CONSIGNES ÉCRITES —
[1] Recopiez mot pour mot le passage de l'article qui commence aux mots « Au nom de la » et se termine après les mots « Photo : Nourhene Makhlouf. ».
[2] D'après l'article, quelle est la seule salle de la faculté qui n'est pas climatisée ?

TEXTE —

###

Au nom de la liberté d’expression

Les étudiants en médecine manifestent en soutien à Wajih Dhakkar injustement exclu de son université. Photo : Nourhene Makhlouf.

Wajih Dhakkar croit à la liberté d’expression chèrement acquise lors de la révolution tunisienne. Mais pour avoir dénoncé des conditions de travail difficiles dans son université, cet étudiant en médecine n’a pu que constater que le chemin était encore long.

Par Paul Abran

ajih Dhakkar a 22 ans. En juin 2019, alors qu’il révise ses examens de quatrième année de médecine, l’étudiant craque. Il ne supporte plus l’atmosphère suffocante de la bibliothèque de la faculté, seule salle de l’établissement non climatisée. Dans cette chaleur étouffante, travailler devient un calvaire. Et pour couronner le tout, Internet ne cesse de couper.

A bout de nerfs, il tente d’informer l’administration de ces conditions de travail intenables. En vain. « La gestion de l’administration de notre faculté est catastrophique », proteste le jeune homme.

Ne supportant plus ni la canicule ni l’inaction de l’administration, Wajih Dhakkar se tourne vers ses camarades. Dans un groupe privé de Facebook qui réunit de nombreux étudiants de la faculté de médecine, il écrit : « Sous une canicule pareille, la bibliothèque n’est pas climatisée alors que plusieurs endroits le sont. Je ne comprends pas si c’est dû à une mauvaise gestion ou juste à la bêtise. »

Quelques mots, écrits sous l’impulsion de la colère, qui vont bouleverser son année.

###

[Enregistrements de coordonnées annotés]
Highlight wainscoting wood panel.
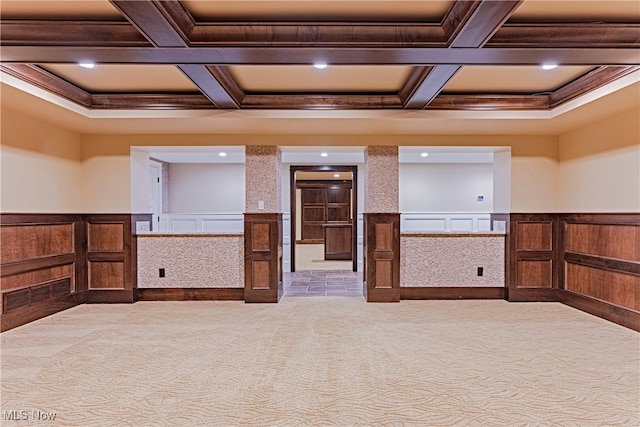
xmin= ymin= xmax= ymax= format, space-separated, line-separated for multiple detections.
xmin=400 ymin=286 xmax=505 ymax=300
xmin=244 ymin=213 xmax=283 ymax=302
xmin=517 ymin=259 xmax=553 ymax=288
xmin=566 ymin=223 xmax=640 ymax=261
xmin=88 ymin=222 xmax=125 ymax=252
xmin=0 ymin=213 xmax=151 ymax=331
xmin=0 ymin=214 xmax=85 ymax=331
xmin=364 ymin=213 xmax=400 ymax=302
xmin=324 ymin=224 xmax=353 ymax=260
xmin=565 ymin=263 xmax=640 ymax=310
xmin=516 ymin=220 xmax=553 ymax=251
xmin=562 ymin=214 xmax=640 ymax=318
xmin=505 ymin=214 xmax=562 ymax=301
xmin=86 ymin=214 xmax=137 ymax=303
xmin=504 ymin=213 xmax=640 ymax=331
xmin=1 ymin=223 xmax=73 ymax=264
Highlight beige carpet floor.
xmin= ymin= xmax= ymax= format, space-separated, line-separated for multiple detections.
xmin=296 ymin=244 xmax=353 ymax=271
xmin=0 ymin=297 xmax=640 ymax=426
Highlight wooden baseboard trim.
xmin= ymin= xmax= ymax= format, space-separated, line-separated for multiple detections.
xmin=558 ymin=290 xmax=640 ymax=332
xmin=400 ymin=286 xmax=505 ymax=300
xmin=86 ymin=289 xmax=135 ymax=304
xmin=136 ymin=288 xmax=244 ymax=301
xmin=0 ymin=293 xmax=84 ymax=332
xmin=506 ymin=288 xmax=558 ymax=302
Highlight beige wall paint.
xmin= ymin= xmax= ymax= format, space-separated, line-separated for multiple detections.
xmin=0 ymin=108 xmax=82 ymax=213
xmin=82 ymin=136 xmax=132 ymax=213
xmin=77 ymin=134 xmax=558 ymax=212
xmin=559 ymin=109 xmax=640 ymax=212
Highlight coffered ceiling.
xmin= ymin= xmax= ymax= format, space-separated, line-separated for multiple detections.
xmin=0 ymin=0 xmax=640 ymax=135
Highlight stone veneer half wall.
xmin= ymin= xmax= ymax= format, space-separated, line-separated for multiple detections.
xmin=400 ymin=234 xmax=505 ymax=287
xmin=245 ymin=145 xmax=282 ymax=213
xmin=364 ymin=146 xmax=400 ymax=213
xmin=138 ymin=234 xmax=244 ymax=288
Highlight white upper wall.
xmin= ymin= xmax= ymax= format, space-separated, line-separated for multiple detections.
xmin=169 ymin=163 xmax=245 ymax=214
xmin=399 ymin=163 xmax=493 ymax=213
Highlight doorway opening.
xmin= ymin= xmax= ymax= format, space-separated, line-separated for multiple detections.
xmin=290 ymin=165 xmax=358 ymax=272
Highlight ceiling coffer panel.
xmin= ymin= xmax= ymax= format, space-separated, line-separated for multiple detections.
xmin=0 ymin=0 xmax=640 ymax=110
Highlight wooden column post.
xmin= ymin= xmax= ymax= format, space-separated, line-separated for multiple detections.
xmin=244 ymin=213 xmax=283 ymax=302
xmin=364 ymin=213 xmax=400 ymax=302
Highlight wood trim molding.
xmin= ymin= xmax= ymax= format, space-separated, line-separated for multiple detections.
xmin=564 ymin=251 xmax=640 ymax=276
xmin=363 ymin=212 xmax=400 ymax=302
xmin=136 ymin=288 xmax=244 ymax=301
xmin=547 ymin=66 xmax=640 ymax=108
xmin=400 ymin=286 xmax=505 ymax=300
xmin=558 ymin=290 xmax=640 ymax=332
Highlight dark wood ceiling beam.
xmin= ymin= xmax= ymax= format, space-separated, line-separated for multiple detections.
xmin=0 ymin=64 xmax=91 ymax=108
xmin=484 ymin=23 xmax=640 ymax=49
xmin=242 ymin=93 xmax=402 ymax=110
xmin=549 ymin=66 xmax=640 ymax=108
xmin=91 ymin=93 xmax=211 ymax=110
xmin=0 ymin=20 xmax=640 ymax=48
xmin=191 ymin=22 xmax=446 ymax=47
xmin=426 ymin=94 xmax=549 ymax=111
xmin=0 ymin=64 xmax=640 ymax=111
xmin=0 ymin=20 xmax=151 ymax=46
xmin=110 ymin=0 xmax=239 ymax=109
xmin=109 ymin=0 xmax=189 ymax=47
xmin=401 ymin=0 xmax=522 ymax=109
xmin=0 ymin=46 xmax=640 ymax=65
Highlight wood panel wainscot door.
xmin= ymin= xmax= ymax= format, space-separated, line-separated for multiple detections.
xmin=297 ymin=181 xmax=352 ymax=244
xmin=324 ymin=223 xmax=353 ymax=261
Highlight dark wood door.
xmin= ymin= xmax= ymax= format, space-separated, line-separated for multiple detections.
xmin=302 ymin=187 xmax=327 ymax=243
xmin=327 ymin=186 xmax=351 ymax=222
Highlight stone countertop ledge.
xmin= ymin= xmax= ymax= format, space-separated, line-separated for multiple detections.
xmin=400 ymin=231 xmax=505 ymax=237
xmin=137 ymin=231 xmax=244 ymax=237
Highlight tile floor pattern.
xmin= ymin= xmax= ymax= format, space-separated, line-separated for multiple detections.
xmin=283 ymin=270 xmax=362 ymax=297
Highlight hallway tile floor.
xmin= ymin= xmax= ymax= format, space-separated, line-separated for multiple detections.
xmin=283 ymin=270 xmax=362 ymax=297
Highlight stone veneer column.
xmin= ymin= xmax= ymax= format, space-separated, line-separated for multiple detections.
xmin=363 ymin=147 xmax=400 ymax=302
xmin=244 ymin=149 xmax=282 ymax=302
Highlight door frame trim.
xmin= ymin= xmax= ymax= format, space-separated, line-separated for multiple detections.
xmin=289 ymin=165 xmax=358 ymax=273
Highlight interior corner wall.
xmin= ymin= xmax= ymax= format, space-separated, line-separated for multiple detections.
xmin=511 ymin=136 xmax=558 ymax=213
xmin=559 ymin=108 xmax=640 ymax=212
xmin=82 ymin=135 xmax=136 ymax=213
xmin=0 ymin=108 xmax=82 ymax=213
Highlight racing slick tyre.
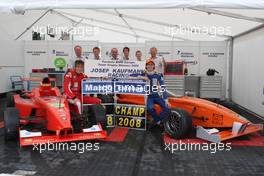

###

LES RÉPONSES —
[1]
Au nom de la liberté d’expression

Les étudiants en médecine manifestent en soutien à Wajih Dhakkar injustement exclu de son université. Photo : Nourhene Makhlouf.

[2] La bibliothèque de la faculté.